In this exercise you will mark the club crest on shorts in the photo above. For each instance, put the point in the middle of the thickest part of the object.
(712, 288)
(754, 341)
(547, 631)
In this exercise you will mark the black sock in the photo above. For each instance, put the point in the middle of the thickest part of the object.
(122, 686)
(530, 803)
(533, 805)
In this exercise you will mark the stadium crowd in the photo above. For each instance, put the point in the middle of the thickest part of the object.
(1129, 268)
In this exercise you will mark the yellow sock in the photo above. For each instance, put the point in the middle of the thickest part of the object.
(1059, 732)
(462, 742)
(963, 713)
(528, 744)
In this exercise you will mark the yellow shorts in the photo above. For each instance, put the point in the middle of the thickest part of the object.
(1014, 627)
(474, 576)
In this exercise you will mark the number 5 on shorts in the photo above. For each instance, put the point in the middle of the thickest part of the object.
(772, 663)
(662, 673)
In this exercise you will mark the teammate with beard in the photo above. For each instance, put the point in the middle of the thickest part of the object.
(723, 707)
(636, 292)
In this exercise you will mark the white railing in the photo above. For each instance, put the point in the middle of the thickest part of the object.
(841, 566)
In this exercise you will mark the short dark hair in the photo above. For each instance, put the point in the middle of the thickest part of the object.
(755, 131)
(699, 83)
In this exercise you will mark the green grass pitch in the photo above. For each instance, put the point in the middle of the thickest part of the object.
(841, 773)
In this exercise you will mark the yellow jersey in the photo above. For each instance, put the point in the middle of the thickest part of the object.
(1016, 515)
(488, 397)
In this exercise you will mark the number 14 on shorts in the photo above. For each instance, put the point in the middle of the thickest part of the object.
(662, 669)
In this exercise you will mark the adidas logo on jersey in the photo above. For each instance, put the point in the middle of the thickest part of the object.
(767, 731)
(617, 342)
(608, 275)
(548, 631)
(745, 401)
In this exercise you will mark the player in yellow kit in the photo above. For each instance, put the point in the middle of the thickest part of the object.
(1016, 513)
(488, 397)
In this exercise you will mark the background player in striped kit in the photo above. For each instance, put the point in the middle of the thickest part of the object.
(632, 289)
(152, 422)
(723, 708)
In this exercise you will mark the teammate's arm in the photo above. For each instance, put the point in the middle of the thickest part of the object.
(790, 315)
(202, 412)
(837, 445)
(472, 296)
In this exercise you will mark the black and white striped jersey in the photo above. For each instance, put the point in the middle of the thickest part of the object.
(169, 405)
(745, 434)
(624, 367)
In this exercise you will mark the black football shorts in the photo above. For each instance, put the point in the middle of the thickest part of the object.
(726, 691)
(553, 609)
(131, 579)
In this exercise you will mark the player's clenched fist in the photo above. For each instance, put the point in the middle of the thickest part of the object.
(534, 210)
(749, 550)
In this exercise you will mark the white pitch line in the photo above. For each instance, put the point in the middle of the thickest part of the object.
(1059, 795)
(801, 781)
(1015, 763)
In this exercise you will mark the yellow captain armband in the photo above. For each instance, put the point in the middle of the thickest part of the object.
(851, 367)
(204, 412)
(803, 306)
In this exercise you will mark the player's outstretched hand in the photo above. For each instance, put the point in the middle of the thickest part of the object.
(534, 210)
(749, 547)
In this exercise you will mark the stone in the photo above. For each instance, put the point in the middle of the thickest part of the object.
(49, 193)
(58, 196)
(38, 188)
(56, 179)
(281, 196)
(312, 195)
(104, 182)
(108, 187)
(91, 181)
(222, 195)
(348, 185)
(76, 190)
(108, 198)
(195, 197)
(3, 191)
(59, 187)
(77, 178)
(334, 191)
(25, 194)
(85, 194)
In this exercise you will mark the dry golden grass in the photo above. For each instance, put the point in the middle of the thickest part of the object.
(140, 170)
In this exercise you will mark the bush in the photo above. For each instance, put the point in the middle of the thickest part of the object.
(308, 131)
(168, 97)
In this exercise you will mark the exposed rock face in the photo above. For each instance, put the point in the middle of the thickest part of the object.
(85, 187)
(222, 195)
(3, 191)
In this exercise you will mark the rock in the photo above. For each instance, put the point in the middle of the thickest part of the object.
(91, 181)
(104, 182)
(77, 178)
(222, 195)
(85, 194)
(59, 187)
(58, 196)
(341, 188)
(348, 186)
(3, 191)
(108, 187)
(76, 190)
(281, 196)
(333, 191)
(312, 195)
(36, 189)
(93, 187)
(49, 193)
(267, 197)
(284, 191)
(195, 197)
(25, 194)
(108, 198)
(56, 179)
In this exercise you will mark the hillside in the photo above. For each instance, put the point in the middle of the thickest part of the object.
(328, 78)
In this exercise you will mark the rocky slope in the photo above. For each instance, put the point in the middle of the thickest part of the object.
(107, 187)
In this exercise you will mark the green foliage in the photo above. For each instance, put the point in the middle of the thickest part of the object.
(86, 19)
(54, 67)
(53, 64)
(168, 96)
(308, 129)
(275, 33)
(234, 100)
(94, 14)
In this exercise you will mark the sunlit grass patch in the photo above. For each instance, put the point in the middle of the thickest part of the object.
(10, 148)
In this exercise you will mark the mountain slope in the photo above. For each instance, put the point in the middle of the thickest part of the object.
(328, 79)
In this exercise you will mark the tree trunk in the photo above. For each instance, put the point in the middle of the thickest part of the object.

■ DIRECTIVE
Switch every "thickest" in the lines above to "widest" and give all the lines again with nothing else changed.

■ THE COMPLETED TASK
In this exercise you will mark the club crest on shorts in the photo above. For each instance, put the point in the middle of the widest part of the object.
(712, 288)
(754, 341)
(547, 631)
In this exercise you will mark the black sock in the photo above. For each instance, put the point in the middle of the widest part of the object.
(122, 686)
(530, 803)
(533, 805)
In this exercise you will mark the stadium crowd in the photo above. For each instance, put the point in the middle of the widest part of the object.
(1129, 268)
In this exercise you will mark the yellow sock in the photo above. For each instance, put the point in the middle of the widest part of the object.
(1059, 732)
(462, 742)
(963, 713)
(528, 744)
In this exercise you will mark the yellow shorts in the photo above. For each instance, put the point in the middle of the widest part of the object.
(1014, 627)
(474, 576)
In this exercise you will mark the number 5 on shorts in the photo above. For each instance, put the point in the middle of the widest part of the object.
(772, 663)
(662, 673)
In this exercise you will mark the teammate with beard in the photo above. For each instance, put the point in the middle of the widest part of the object.
(723, 707)
(636, 292)
In this exercise you will mark the white railing in the photo above. For each instance, put the point in the middle of the widest part of the object.
(841, 566)
In this exercise you will mark the short dark hair in the photo above. For each instance, put the point in the middle of the widest part of the object.
(755, 131)
(699, 83)
In this exercise you will mark the green grass pitch in the photo above. For each instance, put the point in the middle of the widest part of the object.
(841, 773)
In this exercise you will mark the yellow jersey in the photo above. For each instance, put the point in the middle of the widest part of the object.
(1016, 515)
(488, 397)
In this exercise you will mark the number 14 on shorts in the photo above. For each instance, put the point in the middle of the widest part of the object.
(662, 669)
In this exercise you will mark the adidas logo on jersey in the photo above. For each instance, put the point in the middle of the widest part of the object.
(767, 731)
(617, 342)
(608, 275)
(548, 631)
(745, 401)
In this exercise you will mark the player in yellow kit in the photo above. For each instance, put the point in the middle of the widest part of the object.
(1016, 513)
(488, 397)
In this exercise you will mark the background player in striped kit in the photo above. For each instance, put the point in the middle of the widest part of the object.
(632, 289)
(152, 422)
(723, 708)
In this exercise you will mark the teammate's arm in the photo above. For each instance, put the point in the middle of the widest part of the object.
(790, 315)
(202, 412)
(837, 445)
(472, 296)
In this exercise you will mark the black and white striped jersey in the photo above. For each instance, put the point in the middle of the widest part of the object.
(169, 405)
(745, 434)
(624, 367)
In this exercise you will mark the black football shorts in the photo above. For each instance, put the point in the middle of the widest part of the object.
(726, 691)
(553, 609)
(131, 579)
In this exercise you will mark the player's clenched fist in the photo above. For each instance, put the point in the middle of the widest part of the object.
(534, 210)
(749, 550)
In this exercise you will mark the white pitch line in the photo above. For each instance, put the point in the middle of the widest part of the object.
(1059, 795)
(801, 781)
(1015, 763)
In this exercise you will mark the yellow captain armband in the photo above. For each instance, put the point in the middle of the widest part of the object.
(851, 367)
(204, 412)
(803, 306)
In this exercise you will mark the player's outstretched hand in the photo above. For each instance, put the point in the middle of the widest part of the object.
(534, 210)
(749, 547)
In this exercise you will mark the stone in the photo above. For each instance, put the point in the middle of the widest part of the object.
(49, 193)
(58, 196)
(38, 188)
(56, 179)
(281, 196)
(312, 195)
(104, 182)
(108, 187)
(91, 181)
(222, 195)
(348, 185)
(76, 190)
(108, 198)
(195, 197)
(3, 191)
(59, 187)
(77, 178)
(334, 191)
(25, 194)
(85, 194)
In this exercise you will mark the dry golden grass in the photo above. For each instance, put the point in the middle of the widest part of the object.
(140, 170)
In this exercise you will mark the bush in the photo above. For each instance, put the point in the middle of the widest part of the object.
(308, 131)
(168, 97)
In this exercise you will mark the exposed rock face in the photo above. For each instance, put the point in the middle of the widest part of the object.
(85, 187)
(222, 195)
(3, 191)
In this exercise you will mark the rock in the photo above. For each instance, put the point in the middle of the widest part of the object.
(91, 181)
(104, 182)
(77, 178)
(222, 195)
(85, 194)
(59, 187)
(58, 196)
(341, 188)
(348, 186)
(3, 191)
(108, 187)
(76, 190)
(281, 196)
(333, 191)
(312, 195)
(36, 189)
(93, 187)
(49, 193)
(267, 197)
(284, 191)
(195, 197)
(25, 194)
(108, 198)
(56, 179)
In this exercise you will mark the hillside in the photo above. For each instance, put the point in the middle of the widest part of the object.
(328, 78)
In this exercise you will mark the rocky slope in the photo above. For each instance, put the point in the middle of the widest part of the object.
(107, 187)
In this exercise you will mark the green foliage in the photo above. For each instance, put the point in the middle of the widest part of the object.
(86, 19)
(54, 67)
(53, 64)
(168, 96)
(308, 129)
(275, 33)
(234, 100)
(94, 14)
In this exercise you will mark the sunlit grass patch in the photo above. For each instance, put the point in the middle of the widest part of the object.
(10, 148)
In this exercise you will mark the mountain slope in the photo above. For each instance, put the point in the middle of the widest part of the object.
(328, 79)
In this exercise you will mark the tree trunk in the photo above. For each instance, put the point in the middle of the widest part of the object.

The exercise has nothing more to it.